### YOUR GOAL
Would you repeat each of the lines below exactly?

### Stored data entries

--------------------------------

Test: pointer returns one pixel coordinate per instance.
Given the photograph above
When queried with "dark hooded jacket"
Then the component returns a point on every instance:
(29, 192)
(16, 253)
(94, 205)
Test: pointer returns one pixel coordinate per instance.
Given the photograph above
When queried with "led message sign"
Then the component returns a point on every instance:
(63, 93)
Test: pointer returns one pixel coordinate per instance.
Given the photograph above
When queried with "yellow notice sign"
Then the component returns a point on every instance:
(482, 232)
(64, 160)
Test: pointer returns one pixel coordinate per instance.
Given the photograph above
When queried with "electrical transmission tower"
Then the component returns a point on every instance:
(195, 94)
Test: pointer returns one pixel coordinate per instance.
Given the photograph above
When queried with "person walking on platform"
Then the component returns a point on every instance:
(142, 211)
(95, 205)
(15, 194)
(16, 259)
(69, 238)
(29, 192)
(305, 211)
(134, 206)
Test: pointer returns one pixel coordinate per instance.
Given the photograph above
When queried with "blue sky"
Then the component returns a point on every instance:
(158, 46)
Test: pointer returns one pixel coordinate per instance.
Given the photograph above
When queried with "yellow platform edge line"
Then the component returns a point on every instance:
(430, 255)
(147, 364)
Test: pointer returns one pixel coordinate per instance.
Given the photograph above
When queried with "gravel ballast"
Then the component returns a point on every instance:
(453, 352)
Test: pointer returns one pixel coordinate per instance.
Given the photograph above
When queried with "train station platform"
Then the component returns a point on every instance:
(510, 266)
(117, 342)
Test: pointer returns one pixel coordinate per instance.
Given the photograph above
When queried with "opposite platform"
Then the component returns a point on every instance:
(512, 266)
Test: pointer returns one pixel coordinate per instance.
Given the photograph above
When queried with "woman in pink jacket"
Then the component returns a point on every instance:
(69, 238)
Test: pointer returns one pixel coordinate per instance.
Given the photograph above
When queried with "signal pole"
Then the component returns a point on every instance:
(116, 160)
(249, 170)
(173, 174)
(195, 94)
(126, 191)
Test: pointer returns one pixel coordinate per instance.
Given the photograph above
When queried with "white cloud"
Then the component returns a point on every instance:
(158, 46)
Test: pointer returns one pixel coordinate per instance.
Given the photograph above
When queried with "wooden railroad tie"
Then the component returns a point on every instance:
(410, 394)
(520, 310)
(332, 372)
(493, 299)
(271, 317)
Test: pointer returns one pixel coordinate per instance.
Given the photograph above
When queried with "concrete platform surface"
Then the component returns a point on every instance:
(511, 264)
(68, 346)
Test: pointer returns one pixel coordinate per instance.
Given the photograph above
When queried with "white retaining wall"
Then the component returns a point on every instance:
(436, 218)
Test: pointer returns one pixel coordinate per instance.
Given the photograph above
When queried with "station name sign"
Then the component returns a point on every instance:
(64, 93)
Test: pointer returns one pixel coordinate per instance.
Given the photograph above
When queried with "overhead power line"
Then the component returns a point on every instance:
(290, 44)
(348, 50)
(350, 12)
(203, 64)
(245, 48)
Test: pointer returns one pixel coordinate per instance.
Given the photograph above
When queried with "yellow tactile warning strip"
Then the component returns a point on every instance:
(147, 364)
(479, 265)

--------------------------------

### RESPONSE BELOW
Test: pointer returns one pixel coordinate per instance.
Given the photograph above
When queried with "dark hooded jacket"
Then the component returns a point on every instance:
(29, 192)
(16, 253)
(94, 205)
Test: pointer returns one pixel coordinate per instance.
Given the photograph above
When queried with "led message sign"
Then the component returns a point on every instance:
(63, 93)
Test: pointer returns one pixel coordinate per instance.
Given the photograph above
When queried with "yellow notice sign"
Then the component returns a point on every instance:
(482, 232)
(64, 160)
Test: pointer returns one pixel coordinate per instance.
Given the photograph above
When queried with "electrical transmission tower"
Then the component returns a point on every instance:
(195, 94)
Test: pointer returns one pixel coordinate per instance.
Given the photograph above
When queried with "person walking on platform"
Then the component returns a point on every instance:
(142, 211)
(95, 205)
(15, 194)
(16, 259)
(69, 238)
(29, 192)
(305, 211)
(134, 206)
Test: pointer returns one pixel coordinate per instance.
Given the photograph above
When queried with "blue sky"
Then the component returns a point on every instance:
(158, 46)
Test: pointer returns one pixel coordinate per instance.
Given the photograph above
When queried with "yellow platform edge line"
Then the component returns a point on every instance:
(430, 255)
(147, 364)
Test: pointer returns one pixel coordinate per instance.
Given the photograph above
When queried with "gravel ballast"
Then the component returns a point on every instance:
(453, 352)
Test: pointer returns one pixel coordinate per instance.
Given the photograph above
When queried with "train station platform"
Then the component returns a point on every instance:
(510, 266)
(117, 342)
Test: pointer returns one pixel coordinate per instance.
Given the photograph above
When queried with "opposite platform"
Then the component returns a point on every instance:
(512, 266)
Test: pointer returns one pixel coordinate per instance.
Given the photograph above
When queried with "woman in pink jacket"
Then the component returns a point on every instance:
(69, 238)
Test: pointer returns one pixel coordinate per instance.
Given the photograph above
When queried with "signal pole"
Then the component returns a point on every instance:
(116, 160)
(249, 170)
(173, 174)
(195, 94)
(126, 191)
Test: pointer returns one pixel coordinate per instance.
Given the photograph above
When queried with "white cloud"
Then the component returns a point on every instance:
(158, 46)
Test: pointer returns one pixel coordinate per instance.
Given the photograph above
When queried with "wooden railroad tie"
Then the component returns a point on every instance:
(410, 394)
(520, 310)
(332, 372)
(493, 299)
(271, 317)
Test: pointer returns one pixel coordinate per instance.
Given the photograph above
When queried with "concrete platform surface"
Then the component returns a point on every instance:
(511, 264)
(68, 346)
Test: pointer returns one pixel coordinate per instance.
Given the photograph above
When queried with "white retaining wall"
Then the component returns a point on every instance:
(436, 218)
Test: pointer returns one pixel coordinate per instance.
Given the photograph above
When queried with "station name sign"
Then the component returns a point on every instance:
(64, 93)
Test: pointer returns one pixel coordinate per instance.
Given the photograph above
When queried with "overhead power line"
Then the component returns a point on every instance:
(290, 44)
(348, 50)
(350, 12)
(203, 64)
(245, 48)
Test: pointer returns one pixel coordinate per instance.
Given the photograph above
When queried with "yellow tactile warning strip"
Then the component returns a point on every instance:
(147, 364)
(479, 265)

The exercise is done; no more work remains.